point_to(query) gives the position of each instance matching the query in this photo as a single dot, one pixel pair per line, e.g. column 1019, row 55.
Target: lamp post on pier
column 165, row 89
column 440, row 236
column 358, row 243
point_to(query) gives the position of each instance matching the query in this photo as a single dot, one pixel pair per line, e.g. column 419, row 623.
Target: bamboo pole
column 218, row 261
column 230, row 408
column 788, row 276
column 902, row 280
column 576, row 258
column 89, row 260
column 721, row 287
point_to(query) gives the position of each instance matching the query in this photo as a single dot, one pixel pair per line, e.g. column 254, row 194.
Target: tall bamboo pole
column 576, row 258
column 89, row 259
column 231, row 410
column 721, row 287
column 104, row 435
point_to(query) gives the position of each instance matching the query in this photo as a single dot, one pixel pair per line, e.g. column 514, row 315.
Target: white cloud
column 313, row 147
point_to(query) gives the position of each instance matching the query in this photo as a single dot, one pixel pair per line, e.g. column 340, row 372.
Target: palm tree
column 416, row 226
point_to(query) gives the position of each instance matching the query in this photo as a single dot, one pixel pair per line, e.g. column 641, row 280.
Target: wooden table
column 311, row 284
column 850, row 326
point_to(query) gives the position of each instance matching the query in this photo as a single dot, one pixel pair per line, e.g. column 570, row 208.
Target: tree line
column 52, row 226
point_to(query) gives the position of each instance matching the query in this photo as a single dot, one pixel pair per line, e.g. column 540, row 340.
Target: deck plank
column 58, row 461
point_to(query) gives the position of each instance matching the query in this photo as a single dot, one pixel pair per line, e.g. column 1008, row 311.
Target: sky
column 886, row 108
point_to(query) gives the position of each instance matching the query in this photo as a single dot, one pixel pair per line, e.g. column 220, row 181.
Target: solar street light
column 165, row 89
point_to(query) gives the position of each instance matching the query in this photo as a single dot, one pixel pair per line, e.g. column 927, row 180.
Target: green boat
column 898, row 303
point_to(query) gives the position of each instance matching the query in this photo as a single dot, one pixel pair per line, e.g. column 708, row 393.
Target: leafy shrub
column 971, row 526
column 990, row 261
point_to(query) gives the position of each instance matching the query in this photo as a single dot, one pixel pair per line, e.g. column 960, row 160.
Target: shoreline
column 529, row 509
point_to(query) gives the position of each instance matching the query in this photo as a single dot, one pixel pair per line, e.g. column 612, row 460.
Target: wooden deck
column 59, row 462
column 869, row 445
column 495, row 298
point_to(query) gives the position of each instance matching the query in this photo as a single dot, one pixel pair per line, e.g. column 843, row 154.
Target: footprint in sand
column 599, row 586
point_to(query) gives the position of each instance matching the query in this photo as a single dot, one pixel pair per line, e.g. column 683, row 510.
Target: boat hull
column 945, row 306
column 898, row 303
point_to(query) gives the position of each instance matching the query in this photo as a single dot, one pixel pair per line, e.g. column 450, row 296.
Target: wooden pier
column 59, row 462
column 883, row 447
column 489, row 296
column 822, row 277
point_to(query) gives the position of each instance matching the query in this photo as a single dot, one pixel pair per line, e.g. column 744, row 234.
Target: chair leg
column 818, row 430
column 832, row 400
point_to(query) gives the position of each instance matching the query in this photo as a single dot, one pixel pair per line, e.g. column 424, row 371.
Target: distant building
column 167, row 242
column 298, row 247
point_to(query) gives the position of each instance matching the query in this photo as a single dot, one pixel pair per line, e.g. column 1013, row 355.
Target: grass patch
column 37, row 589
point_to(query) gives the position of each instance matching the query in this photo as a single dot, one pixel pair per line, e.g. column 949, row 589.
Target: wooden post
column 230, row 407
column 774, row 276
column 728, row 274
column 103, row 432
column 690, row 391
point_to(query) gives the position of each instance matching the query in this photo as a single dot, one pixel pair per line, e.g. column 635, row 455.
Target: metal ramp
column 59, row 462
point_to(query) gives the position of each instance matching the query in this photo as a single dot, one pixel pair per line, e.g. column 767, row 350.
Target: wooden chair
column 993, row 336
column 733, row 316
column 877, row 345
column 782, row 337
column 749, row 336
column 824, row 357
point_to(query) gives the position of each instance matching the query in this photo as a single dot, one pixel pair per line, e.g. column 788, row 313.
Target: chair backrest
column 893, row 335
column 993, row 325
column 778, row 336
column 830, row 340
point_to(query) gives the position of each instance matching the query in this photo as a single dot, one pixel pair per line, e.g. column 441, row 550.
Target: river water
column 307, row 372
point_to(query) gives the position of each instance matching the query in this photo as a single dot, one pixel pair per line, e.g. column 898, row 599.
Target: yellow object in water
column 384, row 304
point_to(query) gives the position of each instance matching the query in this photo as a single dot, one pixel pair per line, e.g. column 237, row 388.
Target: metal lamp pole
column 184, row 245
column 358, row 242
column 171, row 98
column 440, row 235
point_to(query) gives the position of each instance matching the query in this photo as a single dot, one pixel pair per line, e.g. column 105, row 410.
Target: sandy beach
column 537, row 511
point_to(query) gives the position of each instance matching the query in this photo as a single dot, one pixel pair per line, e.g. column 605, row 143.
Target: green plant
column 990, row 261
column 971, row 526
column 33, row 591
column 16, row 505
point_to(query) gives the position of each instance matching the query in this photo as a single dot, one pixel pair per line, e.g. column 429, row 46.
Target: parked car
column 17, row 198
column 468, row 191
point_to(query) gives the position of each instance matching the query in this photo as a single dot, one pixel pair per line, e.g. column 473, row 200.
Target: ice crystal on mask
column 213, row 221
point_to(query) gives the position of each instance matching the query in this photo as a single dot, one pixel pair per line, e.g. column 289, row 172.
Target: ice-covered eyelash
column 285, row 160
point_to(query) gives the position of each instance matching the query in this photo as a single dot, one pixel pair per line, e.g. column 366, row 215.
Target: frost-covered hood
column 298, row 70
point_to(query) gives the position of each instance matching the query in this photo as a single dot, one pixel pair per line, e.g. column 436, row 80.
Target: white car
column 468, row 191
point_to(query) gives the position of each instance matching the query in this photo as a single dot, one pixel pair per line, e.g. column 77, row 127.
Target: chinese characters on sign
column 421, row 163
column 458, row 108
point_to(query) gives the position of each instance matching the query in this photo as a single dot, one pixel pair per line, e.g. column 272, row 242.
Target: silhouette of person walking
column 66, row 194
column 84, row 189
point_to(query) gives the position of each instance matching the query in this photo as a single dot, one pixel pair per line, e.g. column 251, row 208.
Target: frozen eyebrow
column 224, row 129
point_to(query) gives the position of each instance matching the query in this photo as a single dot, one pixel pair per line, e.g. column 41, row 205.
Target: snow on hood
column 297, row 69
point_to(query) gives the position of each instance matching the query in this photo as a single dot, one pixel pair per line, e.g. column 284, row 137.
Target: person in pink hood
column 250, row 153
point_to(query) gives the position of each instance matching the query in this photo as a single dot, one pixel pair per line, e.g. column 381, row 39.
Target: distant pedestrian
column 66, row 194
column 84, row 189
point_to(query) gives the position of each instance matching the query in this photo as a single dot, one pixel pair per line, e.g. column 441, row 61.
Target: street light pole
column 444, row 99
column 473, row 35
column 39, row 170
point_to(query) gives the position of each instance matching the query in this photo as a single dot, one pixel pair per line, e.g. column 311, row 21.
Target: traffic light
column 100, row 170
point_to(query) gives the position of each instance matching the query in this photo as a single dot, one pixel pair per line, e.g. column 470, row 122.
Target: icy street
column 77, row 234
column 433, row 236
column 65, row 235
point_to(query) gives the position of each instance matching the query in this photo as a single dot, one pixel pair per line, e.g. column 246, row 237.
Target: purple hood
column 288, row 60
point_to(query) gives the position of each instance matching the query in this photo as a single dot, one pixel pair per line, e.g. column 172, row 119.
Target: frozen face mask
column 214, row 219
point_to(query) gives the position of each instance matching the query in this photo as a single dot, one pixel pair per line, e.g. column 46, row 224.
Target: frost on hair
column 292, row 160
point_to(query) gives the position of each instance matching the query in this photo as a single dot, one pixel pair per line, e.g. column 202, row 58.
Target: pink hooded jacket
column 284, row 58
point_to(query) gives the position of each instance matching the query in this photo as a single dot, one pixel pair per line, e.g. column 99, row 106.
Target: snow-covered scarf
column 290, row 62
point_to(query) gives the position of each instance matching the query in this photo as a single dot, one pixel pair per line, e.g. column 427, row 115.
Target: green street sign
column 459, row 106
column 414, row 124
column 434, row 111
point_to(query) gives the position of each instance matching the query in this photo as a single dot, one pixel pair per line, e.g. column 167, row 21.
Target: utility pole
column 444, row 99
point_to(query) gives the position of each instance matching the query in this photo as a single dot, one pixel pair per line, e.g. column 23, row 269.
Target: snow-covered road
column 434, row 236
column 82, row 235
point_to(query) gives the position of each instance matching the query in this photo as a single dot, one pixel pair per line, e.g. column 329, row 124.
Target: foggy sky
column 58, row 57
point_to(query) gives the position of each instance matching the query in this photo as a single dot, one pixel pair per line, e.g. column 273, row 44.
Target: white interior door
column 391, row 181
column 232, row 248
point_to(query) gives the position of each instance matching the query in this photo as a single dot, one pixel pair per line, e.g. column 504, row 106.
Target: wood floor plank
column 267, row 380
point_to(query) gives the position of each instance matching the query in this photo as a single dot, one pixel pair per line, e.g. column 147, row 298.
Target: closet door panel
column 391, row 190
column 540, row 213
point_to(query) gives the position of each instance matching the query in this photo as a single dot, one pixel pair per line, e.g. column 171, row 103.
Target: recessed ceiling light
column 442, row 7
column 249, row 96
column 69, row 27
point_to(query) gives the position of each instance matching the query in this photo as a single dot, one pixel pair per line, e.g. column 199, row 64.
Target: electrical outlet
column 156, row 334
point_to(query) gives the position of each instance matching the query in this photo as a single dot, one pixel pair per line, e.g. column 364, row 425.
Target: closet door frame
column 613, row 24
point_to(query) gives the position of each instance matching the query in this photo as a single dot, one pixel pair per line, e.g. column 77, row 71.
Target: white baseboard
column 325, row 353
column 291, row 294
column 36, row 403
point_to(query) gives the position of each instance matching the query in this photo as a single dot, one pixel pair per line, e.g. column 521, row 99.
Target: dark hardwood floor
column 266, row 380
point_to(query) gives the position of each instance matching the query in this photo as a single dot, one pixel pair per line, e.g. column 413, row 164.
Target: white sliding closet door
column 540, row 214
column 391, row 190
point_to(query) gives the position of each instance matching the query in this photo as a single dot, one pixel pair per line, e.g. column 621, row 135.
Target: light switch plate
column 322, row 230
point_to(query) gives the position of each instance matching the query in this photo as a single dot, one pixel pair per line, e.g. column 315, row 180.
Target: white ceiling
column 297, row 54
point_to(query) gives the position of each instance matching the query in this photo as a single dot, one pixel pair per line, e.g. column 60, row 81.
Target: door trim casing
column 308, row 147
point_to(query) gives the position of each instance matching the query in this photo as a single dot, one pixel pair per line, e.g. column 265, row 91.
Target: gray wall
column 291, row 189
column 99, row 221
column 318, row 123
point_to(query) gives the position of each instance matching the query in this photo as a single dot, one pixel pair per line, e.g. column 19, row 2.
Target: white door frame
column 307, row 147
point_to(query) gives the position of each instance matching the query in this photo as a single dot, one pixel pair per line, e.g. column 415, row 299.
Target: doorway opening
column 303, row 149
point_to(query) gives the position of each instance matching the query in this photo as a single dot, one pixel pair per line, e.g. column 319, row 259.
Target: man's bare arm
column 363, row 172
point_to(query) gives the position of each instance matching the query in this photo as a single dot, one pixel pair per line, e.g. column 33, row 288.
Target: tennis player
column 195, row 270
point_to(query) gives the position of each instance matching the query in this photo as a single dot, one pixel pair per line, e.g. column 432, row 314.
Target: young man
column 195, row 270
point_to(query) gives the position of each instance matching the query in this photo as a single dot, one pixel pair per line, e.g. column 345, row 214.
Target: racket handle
**********
An exact copy of the line containing "Target: tennis player" and all lines after it, through the last line of the entries, is the required answer.

--- Task answer ---
Target: tennis player
column 195, row 270
point_to(query) gives the position of each instance matching the query in this photo as a single dot, one pixel pair per line, e.g. column 432, row 314.
Target: young man
column 195, row 270
point_to(query) gives the position of each instance matching the query in this photo as a single dot, one pixel pair per line, e.g. column 345, row 214.
Target: racket handle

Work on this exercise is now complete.